Texto de lectura |
....................
El silencio depara también una suerte de pánico, una inquietud callada que no logramos soportar por más de algunos instantes, y la pregunta es, en ese caso por qué. Por qué si nos atraviesa esa nostalgia, esa inquietud y ese deseo cuando llega el silencio no lo soportamos. Peor aún, no nos soportamos a nosotros mismos. Por qué aparece esta versión huidiza, débil, de convivencia forzada y sacramental con el espacio, el tiempo y el deseo. Ahí quizás yace una punta para explicar la lógica del hombre que ha formateado el neoliberalismo. No leamos o escuchemos a D´ors con un dejo de estupefacción acrítica. D´ors es un sacerdote que hace muchísimo tiempo trabaja sobre su propia meditación. Nosotros no. Nosotros tenemos la obligación en el silencio, en la soledad, de poner todo, absolutamente todo, en crisis. Incluso a los grandes pensadores, a quienes nos asiste como parte de ese ejercicio libre el derecho de tomar en cuenta algunos párrafos fragmentarios de sus reflexiones previas o incluso ninguno.

El silencio no convida dogmas. Los ahuyenta. Se abstiene de ellos. Tomaré entonces de D´ors únicamente lo ya recorrido que profundice mi curiosidad inicial sobre lo introspectivo y me sugiera algún sendero cuya articulación y tránsito será siempre propio y libre. Eso es una consecuencia del silencio.
....................
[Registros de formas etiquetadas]
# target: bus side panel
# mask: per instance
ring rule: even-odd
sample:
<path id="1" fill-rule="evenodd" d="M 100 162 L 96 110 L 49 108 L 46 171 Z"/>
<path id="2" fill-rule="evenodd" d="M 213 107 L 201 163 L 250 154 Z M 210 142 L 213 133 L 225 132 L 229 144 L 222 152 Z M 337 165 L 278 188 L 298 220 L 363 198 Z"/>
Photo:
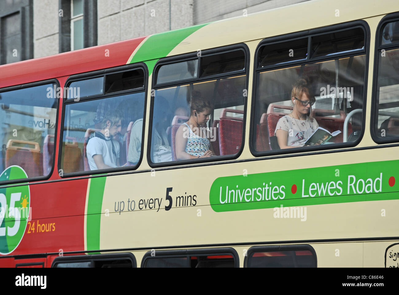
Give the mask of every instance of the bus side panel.
<path id="1" fill-rule="evenodd" d="M 30 185 L 32 220 L 10 254 L 84 251 L 87 183 L 81 179 Z"/>

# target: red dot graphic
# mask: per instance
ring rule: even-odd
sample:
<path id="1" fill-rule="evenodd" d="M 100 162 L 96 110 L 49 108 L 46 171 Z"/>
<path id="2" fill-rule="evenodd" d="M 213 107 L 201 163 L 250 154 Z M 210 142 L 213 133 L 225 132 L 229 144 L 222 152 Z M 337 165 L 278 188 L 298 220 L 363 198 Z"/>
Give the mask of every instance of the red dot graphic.
<path id="1" fill-rule="evenodd" d="M 393 186 L 395 184 L 395 177 L 393 176 L 390 177 L 389 180 L 388 181 L 388 183 L 389 183 L 389 186 Z"/>
<path id="2" fill-rule="evenodd" d="M 291 187 L 291 192 L 292 193 L 295 193 L 296 192 L 296 185 L 295 184 L 293 185 Z"/>

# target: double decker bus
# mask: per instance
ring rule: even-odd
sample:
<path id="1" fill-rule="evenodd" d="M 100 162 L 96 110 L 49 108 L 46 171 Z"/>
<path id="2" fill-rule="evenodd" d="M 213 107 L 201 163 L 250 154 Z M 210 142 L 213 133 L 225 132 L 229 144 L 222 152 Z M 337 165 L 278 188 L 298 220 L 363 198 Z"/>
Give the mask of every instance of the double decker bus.
<path id="1" fill-rule="evenodd" d="M 0 66 L 0 266 L 397 267 L 398 11 L 315 0 Z M 281 148 L 301 78 L 341 132 Z M 213 155 L 184 159 L 195 96 Z"/>

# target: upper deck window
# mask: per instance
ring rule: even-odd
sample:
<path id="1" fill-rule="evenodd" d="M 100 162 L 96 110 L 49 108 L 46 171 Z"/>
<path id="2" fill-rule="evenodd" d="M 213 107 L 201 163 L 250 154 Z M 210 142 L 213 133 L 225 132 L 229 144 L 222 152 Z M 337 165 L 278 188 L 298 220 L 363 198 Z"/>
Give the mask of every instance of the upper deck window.
<path id="1" fill-rule="evenodd" d="M 196 78 L 198 62 L 197 59 L 161 66 L 157 74 L 157 84 Z"/>
<path id="2" fill-rule="evenodd" d="M 306 60 L 308 42 L 308 38 L 302 38 L 264 46 L 259 51 L 258 67 L 263 68 Z"/>
<path id="3" fill-rule="evenodd" d="M 69 84 L 69 92 L 87 95 L 79 99 L 70 96 L 74 99 L 65 103 L 60 163 L 63 173 L 137 164 L 141 155 L 145 76 L 144 69 L 138 68 Z M 138 138 L 132 146 L 138 152 L 136 157 L 129 160 L 127 155 L 131 136 Z"/>
<path id="4" fill-rule="evenodd" d="M 181 80 L 155 87 L 149 149 L 153 163 L 210 159 L 240 150 L 247 83 L 245 52 L 213 51 L 199 57 L 200 77 L 197 68 L 191 68 L 191 81 L 186 79 L 189 62 L 161 61 L 156 68 L 159 82 L 168 72 L 165 69 L 184 65 Z"/>
<path id="5" fill-rule="evenodd" d="M 364 31 L 359 25 L 323 30 L 302 37 L 296 33 L 288 41 L 289 36 L 271 38 L 259 46 L 253 110 L 255 152 L 333 147 L 329 145 L 359 138 L 367 64 Z"/>
<path id="6" fill-rule="evenodd" d="M 349 53 L 364 49 L 364 32 L 357 28 L 312 37 L 312 58 Z"/>
<path id="7" fill-rule="evenodd" d="M 399 140 L 399 20 L 380 24 L 373 133 L 378 142 Z"/>
<path id="8" fill-rule="evenodd" d="M 56 88 L 55 84 L 49 83 L 0 92 L 0 173 L 14 165 L 24 169 L 29 178 L 50 173 Z"/>
<path id="9" fill-rule="evenodd" d="M 66 92 L 66 98 L 76 99 L 102 94 L 104 77 L 81 80 L 71 83 Z"/>
<path id="10" fill-rule="evenodd" d="M 245 53 L 242 50 L 213 54 L 201 58 L 200 76 L 208 77 L 244 71 L 245 68 Z"/>

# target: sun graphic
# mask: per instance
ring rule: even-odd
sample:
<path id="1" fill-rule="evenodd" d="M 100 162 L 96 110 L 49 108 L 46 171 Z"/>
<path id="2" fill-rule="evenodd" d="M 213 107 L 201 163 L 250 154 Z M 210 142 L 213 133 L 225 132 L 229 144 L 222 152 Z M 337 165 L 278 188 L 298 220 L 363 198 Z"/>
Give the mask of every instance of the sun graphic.
<path id="1" fill-rule="evenodd" d="M 28 201 L 28 198 L 26 197 L 26 195 L 25 195 L 25 196 L 22 198 L 22 201 L 21 203 L 21 205 L 22 208 L 26 208 L 26 205 L 29 203 Z"/>

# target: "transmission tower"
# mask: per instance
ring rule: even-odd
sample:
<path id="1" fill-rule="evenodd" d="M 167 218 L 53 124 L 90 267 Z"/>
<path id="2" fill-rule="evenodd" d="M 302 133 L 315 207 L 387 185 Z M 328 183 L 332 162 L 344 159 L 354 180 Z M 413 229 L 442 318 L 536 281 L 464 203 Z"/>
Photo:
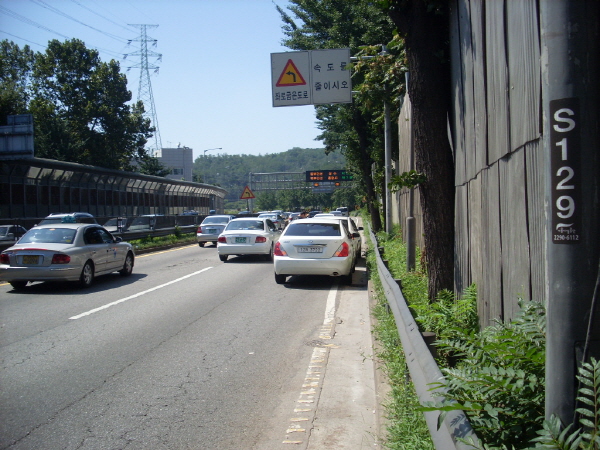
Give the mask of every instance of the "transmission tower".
....................
Objetivo 1 | En el texto sobre el silencio, reescribe el tramo que va desde "El silencio no convida" hasta "consecuencia del silencio." y sustituye "sendero" por "camino".
Objetivo 2 | Según el texto sobre el silencio, ¿qué es D´ors?
Los registros provienen de otra fuente.

Respuesta esperada 1 |
El silencio no convida dogmas. Los ahuyenta. Se abstiene de ellos. Tomaré entonces de D´ors únicamente lo ya recorrido que profundice mi curiosidad inicial sobre lo introspectivo y me sugiera algún camino cuya articulación y tránsito será siempre propio y libre. Eso es una consecuencia del silencio.

Respuesta esperada 2 | Un sacerdote que hace muchísimo tiempo trabaja sobre su propia meditación.